**Problem details**
From the first line to the last, reproduce the records below exactly, omitting any picture.

**Data to examine**
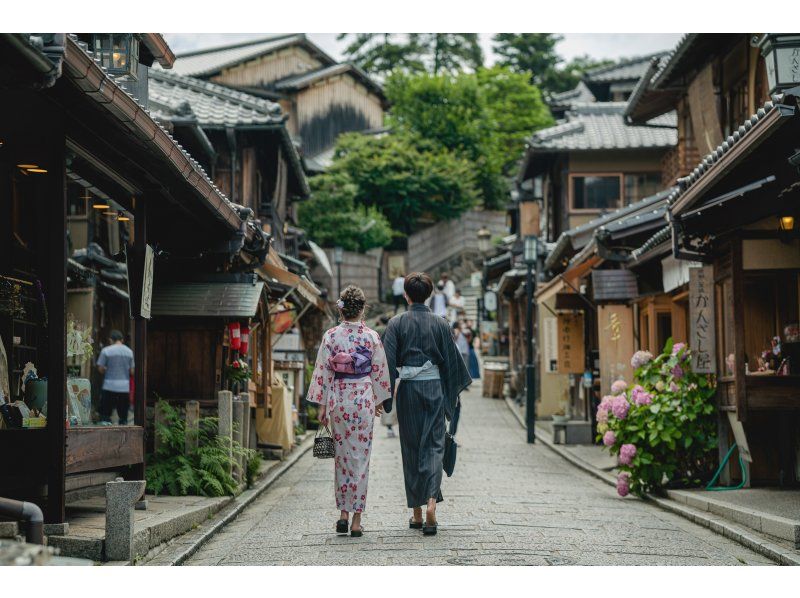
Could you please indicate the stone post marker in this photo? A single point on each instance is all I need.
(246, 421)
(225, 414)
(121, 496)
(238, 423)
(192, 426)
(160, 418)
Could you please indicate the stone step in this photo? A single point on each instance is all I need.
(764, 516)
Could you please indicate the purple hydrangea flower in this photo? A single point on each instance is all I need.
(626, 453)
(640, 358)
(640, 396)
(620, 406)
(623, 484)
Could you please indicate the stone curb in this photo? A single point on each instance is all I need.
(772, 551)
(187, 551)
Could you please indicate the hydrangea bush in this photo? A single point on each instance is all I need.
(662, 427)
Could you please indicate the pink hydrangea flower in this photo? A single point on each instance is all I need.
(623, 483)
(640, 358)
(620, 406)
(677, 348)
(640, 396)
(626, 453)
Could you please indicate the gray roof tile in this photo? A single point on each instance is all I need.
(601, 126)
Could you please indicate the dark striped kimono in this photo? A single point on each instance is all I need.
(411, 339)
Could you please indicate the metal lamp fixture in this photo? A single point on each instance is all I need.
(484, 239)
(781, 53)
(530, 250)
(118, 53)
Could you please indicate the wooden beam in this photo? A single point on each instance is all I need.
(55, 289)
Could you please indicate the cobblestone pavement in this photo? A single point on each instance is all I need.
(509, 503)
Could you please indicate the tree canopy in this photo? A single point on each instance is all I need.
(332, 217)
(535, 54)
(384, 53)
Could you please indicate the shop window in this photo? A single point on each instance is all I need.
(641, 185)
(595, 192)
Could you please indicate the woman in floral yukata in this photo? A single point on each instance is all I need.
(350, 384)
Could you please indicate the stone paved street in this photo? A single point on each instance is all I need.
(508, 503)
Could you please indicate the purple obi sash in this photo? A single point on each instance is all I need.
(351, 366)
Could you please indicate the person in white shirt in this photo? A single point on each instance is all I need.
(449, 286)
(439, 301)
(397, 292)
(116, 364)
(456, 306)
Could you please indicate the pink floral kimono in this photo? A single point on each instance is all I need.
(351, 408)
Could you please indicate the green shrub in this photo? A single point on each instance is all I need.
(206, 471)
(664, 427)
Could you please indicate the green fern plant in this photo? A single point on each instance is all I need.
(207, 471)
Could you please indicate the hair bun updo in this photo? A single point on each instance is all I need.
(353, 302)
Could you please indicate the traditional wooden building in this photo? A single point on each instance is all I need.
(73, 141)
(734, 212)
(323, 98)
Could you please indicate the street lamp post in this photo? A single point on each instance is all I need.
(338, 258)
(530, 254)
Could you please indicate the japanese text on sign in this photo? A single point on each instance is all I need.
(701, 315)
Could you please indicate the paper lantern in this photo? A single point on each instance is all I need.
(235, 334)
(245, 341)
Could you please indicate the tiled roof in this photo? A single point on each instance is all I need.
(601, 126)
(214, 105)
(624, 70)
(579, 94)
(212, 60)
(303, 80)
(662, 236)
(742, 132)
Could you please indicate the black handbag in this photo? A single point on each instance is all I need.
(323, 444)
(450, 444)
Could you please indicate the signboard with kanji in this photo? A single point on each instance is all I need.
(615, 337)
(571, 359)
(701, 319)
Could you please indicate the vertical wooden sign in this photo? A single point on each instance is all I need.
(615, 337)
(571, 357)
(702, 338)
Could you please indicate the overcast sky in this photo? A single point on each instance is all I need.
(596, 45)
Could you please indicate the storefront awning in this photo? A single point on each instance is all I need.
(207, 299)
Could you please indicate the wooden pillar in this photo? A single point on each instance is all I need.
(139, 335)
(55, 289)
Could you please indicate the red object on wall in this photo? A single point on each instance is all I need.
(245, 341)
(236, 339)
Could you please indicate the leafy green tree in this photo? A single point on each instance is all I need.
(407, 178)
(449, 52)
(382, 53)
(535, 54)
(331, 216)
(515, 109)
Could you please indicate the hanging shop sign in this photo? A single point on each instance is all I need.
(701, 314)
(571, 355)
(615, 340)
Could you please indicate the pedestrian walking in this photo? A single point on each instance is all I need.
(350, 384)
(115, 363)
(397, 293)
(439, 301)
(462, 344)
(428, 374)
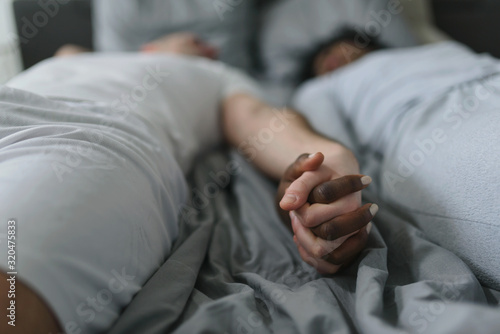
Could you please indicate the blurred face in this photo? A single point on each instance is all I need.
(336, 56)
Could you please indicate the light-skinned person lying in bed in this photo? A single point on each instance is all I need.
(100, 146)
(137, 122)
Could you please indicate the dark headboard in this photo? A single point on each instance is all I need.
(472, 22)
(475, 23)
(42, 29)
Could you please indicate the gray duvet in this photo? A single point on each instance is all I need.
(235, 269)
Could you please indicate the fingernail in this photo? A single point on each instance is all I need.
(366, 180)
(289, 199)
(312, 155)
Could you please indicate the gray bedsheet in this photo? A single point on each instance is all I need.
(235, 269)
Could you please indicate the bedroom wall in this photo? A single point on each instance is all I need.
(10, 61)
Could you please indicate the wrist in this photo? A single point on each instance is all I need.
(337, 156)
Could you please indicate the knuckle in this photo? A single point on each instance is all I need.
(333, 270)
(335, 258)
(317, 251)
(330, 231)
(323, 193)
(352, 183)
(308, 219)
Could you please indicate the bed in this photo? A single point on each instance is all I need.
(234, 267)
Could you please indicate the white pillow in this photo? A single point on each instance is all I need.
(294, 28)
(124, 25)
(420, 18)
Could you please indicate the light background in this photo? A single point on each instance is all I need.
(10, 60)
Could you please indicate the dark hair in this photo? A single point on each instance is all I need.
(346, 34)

**Result for this task**
Could you please indicate the stone post marker in this photo? A single point on each instance is all I need.
(246, 421)
(225, 414)
(121, 496)
(238, 423)
(192, 426)
(160, 418)
Could you please indicate the stone step in this photo? A single point on each instance is all I need.
(764, 516)
Could you please indicate the purple hydrangea flower in this photo? A single point on each instance is all I need.
(626, 453)
(640, 358)
(640, 396)
(620, 406)
(623, 484)
Could you please indicate the stone curb in this photo? A single point on each instance is all I need.
(772, 551)
(187, 551)
Could you please indicate the hydrangea bush in this photo? A single point on each instance is all I need.
(662, 427)
Could you please indicate the pink hydrangea flower in this photo? A single point on each instance is all I need.
(623, 483)
(640, 358)
(620, 406)
(677, 348)
(640, 396)
(626, 453)
Could you please indicate the gray roof tile in this photo? A single point on each instance is all I need.
(601, 126)
Could you please indicate the dark striped kimono in this photo? A single point on each instance is all I need.
(411, 339)
Could you please indicate the metal lamp fixture in this photo? A single point on each instance is all I need.
(484, 239)
(781, 53)
(530, 250)
(118, 53)
Could you please indicate the wooden beam in this photo? A single point on each instance is all I need.
(55, 289)
Could you please indicate the cobblestone pavement in this photo? A single point on each instance is all I need.
(509, 503)
Could you please indicate the tree canopy in this photo? A single point on each instance is all I need.
(332, 217)
(535, 54)
(384, 53)
Could you please indicate the shop window in this photo? A single point on each instance is all I need.
(641, 185)
(595, 192)
Could you please indicate the woman in floral yukata in this photo? A single point on each instance is all I need.
(350, 384)
Could you please indicate the stone paved street in this photo? A single point on each instance is all I need.
(508, 503)
Could you please indicate the purple obi sash in this photo? A single point on each instance is all I need.
(351, 366)
Could you please indicate the person in white shirt in this photo? A single point on each instance is all I need.
(449, 286)
(439, 301)
(397, 292)
(116, 364)
(456, 306)
Could you please indicate the pink floral kimono in this photo? A single point on each instance is all I need.
(351, 408)
Could you please indicate the green shrub in this photo? A single point on each instance is all I need.
(206, 471)
(664, 427)
Could you please indicate the green fern plant in this photo? A single point on each instance is all I need.
(207, 471)
Could you please indicate the hair bun updo in this photo? A single point on each instance is all I need.
(353, 302)
Could you please indicate the traditional wooden building in this photo? A single point on each instance is all I need.
(73, 141)
(734, 212)
(323, 98)
Could you please indicate the street lamp post in this photo? A single point on each instance is all I need.
(338, 258)
(530, 254)
Could you please indicate the japanese text on sign in this photo? A single point on each instance is all I need.
(701, 315)
Could you please indicate the paper lantern in this photo? A single point on each instance is all I need.
(235, 334)
(245, 341)
Could you please indicate the tiled roof in this photo? A single point on each instance is all I need.
(601, 126)
(214, 105)
(624, 70)
(579, 94)
(212, 60)
(303, 80)
(662, 236)
(742, 132)
Could you please indicate the black handbag in this photo? A single point on each instance is all I need.
(323, 444)
(450, 444)
Could you please indicate the signboard with kanji in this photo? A single point on each instance is all I need.
(615, 337)
(571, 359)
(701, 319)
Could you please indicate the vertical wooden sign in this photo? A single point on each instance is all I need.
(615, 337)
(571, 357)
(702, 338)
Could you please indicate the overcast sky in this photo? A single point on each instance is all I need.
(596, 45)
Could you please indicate the storefront awning in this photo? A single point on each instance is all I need.
(207, 299)
Could you please indicate the wooden pillar in this photo? A single point on each instance is all I need.
(139, 335)
(55, 289)
Could you please indicate the red object on wall in this photo? A single point on each instance is all I need.
(245, 341)
(236, 339)
Could you please indicate the leafy green tree in this photo? A single point on each instance is all I need.
(407, 178)
(449, 52)
(382, 53)
(535, 54)
(331, 216)
(515, 109)
Could you please indicate the hanging shop sign in this photo? A single point on each instance is all I need.
(701, 314)
(571, 355)
(615, 340)
Could you please indicate the pedestrian walking in this photo? A single point on each instance is all I need.
(350, 384)
(115, 363)
(397, 293)
(439, 301)
(462, 344)
(428, 374)
Could you please indicate the blurred face in this photo? A single point on each instance is all I need.
(336, 56)
Could you please indicate the light-skinned person lying in bed in this photo? A single point on each instance is all I need.
(100, 146)
(137, 122)
Could you please indicate the dark headboard in this photo? A single point on each instance is all I need.
(472, 22)
(475, 23)
(42, 29)
Could you please indicate the gray duvet in this photo? A single point on each instance is all I need.
(235, 269)
Could you please indicate the fingernail in this photo? A single point on each instance is all I need.
(366, 180)
(289, 199)
(312, 155)
Could you please indicate the gray bedsheet in this photo? A single point on each instance is all I need.
(235, 269)
Could you please indicate the bedroom wall in this photo? A single point on each instance is all I need.
(10, 61)
Could you please indicate the wrist in this photo? A single point on each instance is all I need.
(337, 156)
Could you please indicate the knuckle in this photo? A single point on each instance is all I need.
(333, 270)
(335, 258)
(317, 251)
(330, 231)
(323, 193)
(352, 183)
(308, 219)
Could you please indicate the bed in this photo? A single point on each instance is all I need.
(234, 267)
Could you please indicate the white pillow in this photo? A single point on each instance is all I need.
(294, 28)
(124, 25)
(420, 18)
Could you please indicate the light background in this photo? A single point on each instance is all I need.
(10, 60)
Could you please indicate the dark hair in this photo? A single point on each instance is all I need.
(346, 34)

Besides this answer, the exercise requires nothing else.